→ **KURZE ÜBUNG 1**
Schreibe die Einträge von der Zeile mit „Can you find the mount fuji“ bis zur letzten Zeile der Einträge unverändert ab, beide Grenzzeilen eingeschlossen.

→ **TEXTAUSZUG**
# taz.de -- Kreativer Stadtumbau: Der Traum vom Wohnen in Mitte
       
       > Eine der letzten Brachen an der Ackerstraße soll bebaut werden. Wenn es
       > nach Baustadtrat Ephraim Gothe geht, soll hier auch sozialverträgliches
       > Wohnen möglich sein
       
 (IMG) Bild: Der Plan von Baustadtrat Ephraim Gothe für das ehemalige Schulgelände an der Ackerstraße
       
       Unbebaut, wuchernd, einzig ein frisch bepflanzter Park in der Mitte: Das
       Grundstück an der Ecke von Acker- und Invalidenstraße ist ein Unikat in der
       nahezu flächendeckend schick sanierten Rosenthaler Vorstadt. Der
       Liegenschaftsfonds will es verkaufen und bebauen lassen - wie und von wem,
       darüber streiten Bezirk und Senat. Dabei könnte das Land die Entwicklung
       der Brache zum Modell für sozial verträgliches Wohnen in der Innenstadt
       machen. Eine Entscheidung soll in diesem Monat fallen.
       
       Auf dem Grundstück stand bis vor wenigen Jahren die Hemingway-Oberschule.
       Im vergangenen Jahr legte der Bezirk anstelle des Gebäudes einen Park an.

→ **KURZE ÜBUNG 2**
Führe den Artikel über die geplante Bebauung der Brache an der Ackerstraße im Anschluss an seinen letzten Satz weiter.

→ **ÜBUNGSDATEN**
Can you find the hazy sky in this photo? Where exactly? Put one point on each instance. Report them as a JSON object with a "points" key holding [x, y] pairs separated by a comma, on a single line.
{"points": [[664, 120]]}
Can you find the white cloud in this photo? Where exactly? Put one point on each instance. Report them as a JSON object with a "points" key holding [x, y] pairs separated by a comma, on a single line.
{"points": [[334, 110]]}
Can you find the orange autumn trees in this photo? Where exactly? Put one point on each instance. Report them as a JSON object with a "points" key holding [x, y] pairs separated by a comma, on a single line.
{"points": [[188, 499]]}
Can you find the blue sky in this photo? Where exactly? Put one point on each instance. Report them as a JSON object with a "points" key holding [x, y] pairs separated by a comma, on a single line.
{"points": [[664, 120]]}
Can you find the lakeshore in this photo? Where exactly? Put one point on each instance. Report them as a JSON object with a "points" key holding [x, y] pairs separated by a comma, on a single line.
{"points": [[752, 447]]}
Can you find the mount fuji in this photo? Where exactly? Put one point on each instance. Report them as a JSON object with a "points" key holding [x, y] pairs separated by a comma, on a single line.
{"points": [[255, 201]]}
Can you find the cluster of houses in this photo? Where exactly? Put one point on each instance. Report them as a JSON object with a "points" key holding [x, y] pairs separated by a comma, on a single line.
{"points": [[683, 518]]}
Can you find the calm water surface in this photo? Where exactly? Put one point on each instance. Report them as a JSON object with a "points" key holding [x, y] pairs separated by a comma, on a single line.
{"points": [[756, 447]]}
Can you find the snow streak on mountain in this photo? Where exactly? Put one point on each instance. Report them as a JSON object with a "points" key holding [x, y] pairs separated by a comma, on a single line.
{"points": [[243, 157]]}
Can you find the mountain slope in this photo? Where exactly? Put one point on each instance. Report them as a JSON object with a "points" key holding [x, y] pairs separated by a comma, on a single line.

→ **ENDGÜLTIGE ANTWORT 1**
Can you find the mount fuji in this photo? Where exactly? Put one point on each instance. Report them as a JSON object with a "points" key holding [x, y] pairs separated by a comma, on a single line.
{"points": [[255, 201]]}
Can you find the cluster of houses in this photo? Where exactly? Put one point on each instance. Report them as a JSON object with a "points" key holding [x, y] pairs separated by a comma, on a single line.
{"points": [[683, 518]]}
Can you find the calm water surface in this photo? Where exactly? Put one point on each instance. Report them as a JSON object with a "points" key holding [x, y] pairs separated by a comma, on a single line.
{"points": [[756, 447]]}
Can you find the snow streak on mountain in this photo? Where exactly? Put one point on each instance. Report them as a JSON object with a "points" key holding [x, y] pairs separated by a comma, on a single line.
{"points": [[243, 157]]}
Can you find the mountain slope in this photo? Where exactly? Put one point on each instance. Report them as a JSON object with a "points" key holding [x, y] pairs separated by a comma, on a single line.

→ **ENDGÜLTIGE ANTWORT 2**
       Für die Parzellen an Acker- und Invalidenstraße, die vom evangelischen
       Pfarrhaus begrenzt werden, interessieren sich die Modemacherin Jette Joop
       und die Architekten vom "Graft"-Büro. Letztere sind auch als
       "Brad-Pitt-Architekten" bekannt, sie sollen mit dem Schauspieler befreundet
       sein und haben für ihn gearbeitet. Auch der Chorverband liebäugelte mit den
       Flächen, scheiterte aber am Geld.
       
       Laut Bebauungsplan ist im nördlichen Teil ab dem ersten Obergeschoss nur
       Wohnen möglich, im südlichen Teil soll der Wohnanteil bei mindestens 30
       Prozent liegen. Als reines Wohngebiet konnte das Gelände wegen der
       vielbefahrenen Invalidenstraße nicht ausgewiesen werden.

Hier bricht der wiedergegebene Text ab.